━━ The data

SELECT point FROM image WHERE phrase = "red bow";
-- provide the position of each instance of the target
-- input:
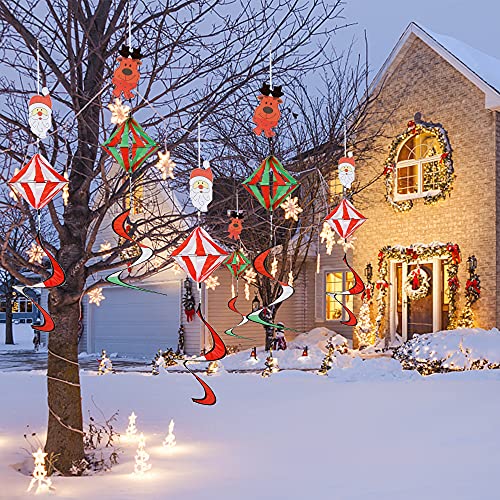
(455, 253)
(474, 285)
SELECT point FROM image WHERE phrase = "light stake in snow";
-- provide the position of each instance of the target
(105, 364)
(141, 457)
(44, 483)
(131, 429)
(169, 441)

━━━━

Reproduce every line of the data above verbatim, omitting any picture.

SELECT point FROM image WHERE phrase = "red bow";
-- provide the position of each instance of the target
-- input:
(455, 253)
(474, 285)
SELECT point FROM image WHERE phrase = "light stake in snow";
-- provide the position of each instance of the target
(105, 364)
(141, 457)
(44, 483)
(131, 429)
(169, 441)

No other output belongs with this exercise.